Another measure we often use to evaluate the performance of a ML model is recall (or sensitivity). It shows us what percentage of people with actual positive outcomes our model can capture. In the context of this project, recall tells us what percentage of slow exiters our ML model can accurately predict. 

In this section, instead of choosing a specific k (percent of population), we use the function we created in section 2, `precision_recall()`, to get precision and recall at various k (0 < k < 1). Then we plot their values on a line chart so that it is easier for us to see how precision and recall change with our choice of k.

$$Precision = \frac{True Positive}{True Positive + False Positive}$$

$$Recall = \frac{True Positive}{True Positive + False Negative}$$

In [None]:
# Get Precision-Recall at K DataFrame
df_measure_at_k <- precision_recall(df_testing, "label", "predict_score")

# See the top records of the DataFrame
head(df_measure_at_k)

In [None]:
# For easier reading, increase base font size
theme_set(theme_gray(base_size = 16))
# Adjust repr.plot.width and repr.plot.height to change the size of graphs
options(repr.plot.width = 10, repr.plot.height = 5)

#Create the precision-recall curve
lr_pr_curve <- ggplot(df_measure_at_k, aes(x=k)) + # Plot percent of population (k) on the x-axis
    geom_line(aes(y=precision), color = 'blue') + # Add the precision curve
    geom_line(aes(y=recall), color = 'red') + # Add the recall curve
    scale_y_continuous(       # We need to create a dual-axis graph, so we need to define two y axes
        name = "Precision",     # Label of the first axis
        sec.axis = sec_axis(~.*1,name="Recall"), # Add a second axis and specify its label
        breaks = seq(0, 1, 0.1)) +  # Adjust the tick mark on Y-axis
    scale_x_continuous(breaks = seq(0, 1, 0.2)) + # Adjust the tick mark on X-axis
    labs(title = "Precision-Recall Curve, Logistic Regression", # Add graph title
         x = "Percent of Population") + # Add X-axis label
    theme(axis.title.x = element_text(face="bold"), #Adjust the style of X-axis label
          axis.title.y.left = element_text(face="bold", color="blue"), #Adjust the styles of the two Y-axes labels
          axis.title.y.right = element_text(face = 'bold', color = 'red'),
          plot.title = element_text(hjust = 0.5))  #Center the graph title

#Display the graph that we just created
print(lr_pr_curve)

In the above graph, the blue line represents precision. We can see that it stays relatively constant when we increase the choice of k. The red line shows recall. Its values increases as we increase the choice of k. At the 10% of the population, both precision and recall are low. 

This graph is somewhat different from what we have seen in the class. The precision curve should start at a high point, because when k is low, only claimants with the highest predicted scores will be defined as slow exiters. When we select a higher percent of population, we also relax the threshold and predict claimants with relatively low predicted score to be slow exiters. Therefore, the precision should decrease. 

This implies that we may either need to choose another model or need to investigate our data. For example, our current features may not be enough to predict claimants' exit decisions. We can add other data sources and create more features. Also, we may need to think about whether the training data we use is representative enough to train a ML model.
☆ ☆ ☆ ☆ ☆ ☆ ☆
• TO BE DONE
Reproduce word for word everything in the precision-recall passage from "This graph is" down to "precision should decrease.". The records that come after this passage are not needed for the work here.
☆ ☆ ☆ ☆ ☆ ☆ ☆
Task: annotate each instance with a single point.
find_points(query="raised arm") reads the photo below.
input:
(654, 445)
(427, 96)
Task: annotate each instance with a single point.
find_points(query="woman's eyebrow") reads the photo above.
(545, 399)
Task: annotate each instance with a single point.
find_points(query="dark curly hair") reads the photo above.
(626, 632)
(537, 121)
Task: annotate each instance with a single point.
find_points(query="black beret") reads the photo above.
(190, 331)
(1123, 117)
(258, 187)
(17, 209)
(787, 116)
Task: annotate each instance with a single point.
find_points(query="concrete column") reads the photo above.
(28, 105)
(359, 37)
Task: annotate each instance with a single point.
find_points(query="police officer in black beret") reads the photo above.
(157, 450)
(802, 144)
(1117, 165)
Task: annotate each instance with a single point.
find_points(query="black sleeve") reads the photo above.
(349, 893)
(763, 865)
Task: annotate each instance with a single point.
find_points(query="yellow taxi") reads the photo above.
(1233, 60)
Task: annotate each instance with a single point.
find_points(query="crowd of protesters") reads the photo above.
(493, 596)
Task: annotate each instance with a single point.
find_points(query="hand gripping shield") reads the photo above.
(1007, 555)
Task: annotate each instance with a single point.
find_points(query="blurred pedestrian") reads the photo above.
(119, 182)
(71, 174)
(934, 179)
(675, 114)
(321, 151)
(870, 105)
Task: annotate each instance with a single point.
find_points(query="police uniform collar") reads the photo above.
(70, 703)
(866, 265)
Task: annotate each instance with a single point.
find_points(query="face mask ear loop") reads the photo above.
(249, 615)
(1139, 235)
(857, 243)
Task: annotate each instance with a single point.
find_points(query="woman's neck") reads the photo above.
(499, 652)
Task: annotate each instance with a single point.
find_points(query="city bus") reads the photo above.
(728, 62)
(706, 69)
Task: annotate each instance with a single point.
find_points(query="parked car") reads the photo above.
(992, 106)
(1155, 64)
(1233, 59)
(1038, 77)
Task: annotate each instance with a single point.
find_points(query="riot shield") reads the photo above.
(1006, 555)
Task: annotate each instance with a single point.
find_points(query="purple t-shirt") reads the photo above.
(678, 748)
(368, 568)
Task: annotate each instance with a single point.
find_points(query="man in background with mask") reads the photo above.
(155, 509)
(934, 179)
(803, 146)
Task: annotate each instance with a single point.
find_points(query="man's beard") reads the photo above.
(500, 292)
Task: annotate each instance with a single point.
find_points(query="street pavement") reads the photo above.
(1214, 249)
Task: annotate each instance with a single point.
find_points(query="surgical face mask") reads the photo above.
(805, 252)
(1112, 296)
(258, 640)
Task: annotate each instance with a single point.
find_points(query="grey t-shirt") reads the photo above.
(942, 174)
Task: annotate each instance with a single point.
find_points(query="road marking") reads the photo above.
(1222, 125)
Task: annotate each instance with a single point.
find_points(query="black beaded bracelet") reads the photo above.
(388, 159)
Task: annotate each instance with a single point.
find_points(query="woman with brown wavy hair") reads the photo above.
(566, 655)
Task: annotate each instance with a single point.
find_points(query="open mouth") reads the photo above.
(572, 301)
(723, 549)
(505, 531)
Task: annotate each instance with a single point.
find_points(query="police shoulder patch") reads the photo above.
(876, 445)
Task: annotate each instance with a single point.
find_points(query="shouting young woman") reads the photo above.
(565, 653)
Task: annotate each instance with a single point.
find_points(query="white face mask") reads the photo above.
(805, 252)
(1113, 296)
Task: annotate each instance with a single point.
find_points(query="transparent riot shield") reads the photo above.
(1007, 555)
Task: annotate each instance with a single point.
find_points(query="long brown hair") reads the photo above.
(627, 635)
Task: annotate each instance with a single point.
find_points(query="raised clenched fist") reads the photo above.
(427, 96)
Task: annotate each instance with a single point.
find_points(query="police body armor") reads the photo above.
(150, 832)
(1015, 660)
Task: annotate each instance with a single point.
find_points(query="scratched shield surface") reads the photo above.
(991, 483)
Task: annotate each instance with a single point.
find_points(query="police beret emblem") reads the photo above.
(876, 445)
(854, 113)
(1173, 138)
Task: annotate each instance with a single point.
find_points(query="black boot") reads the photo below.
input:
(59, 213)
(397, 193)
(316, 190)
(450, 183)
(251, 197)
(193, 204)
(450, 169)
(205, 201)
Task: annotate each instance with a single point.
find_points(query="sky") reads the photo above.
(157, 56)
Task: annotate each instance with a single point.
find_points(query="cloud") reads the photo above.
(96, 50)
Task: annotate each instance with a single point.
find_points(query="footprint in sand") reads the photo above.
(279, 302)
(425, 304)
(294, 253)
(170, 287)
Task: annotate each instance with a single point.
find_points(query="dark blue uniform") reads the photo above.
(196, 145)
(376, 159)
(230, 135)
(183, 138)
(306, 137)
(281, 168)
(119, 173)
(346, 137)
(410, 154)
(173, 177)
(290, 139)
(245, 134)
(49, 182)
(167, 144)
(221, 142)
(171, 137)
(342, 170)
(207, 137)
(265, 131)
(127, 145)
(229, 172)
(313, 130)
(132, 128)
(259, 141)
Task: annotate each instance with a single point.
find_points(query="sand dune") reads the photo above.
☆ ☆ ☆ ☆ ☆ ☆ ☆
• SOLUTION BELOW
This graph is somewhat different from what we have seen in the class. The precision curve should start at a high point, because when k is low, only claimants with the highest predicted scores will be defined as slow exiters. When we select a higher percent of population, we also relax the threshold and predict claimants with relatively low predicted score to be slow exiters. Therefore, the precision should decrease.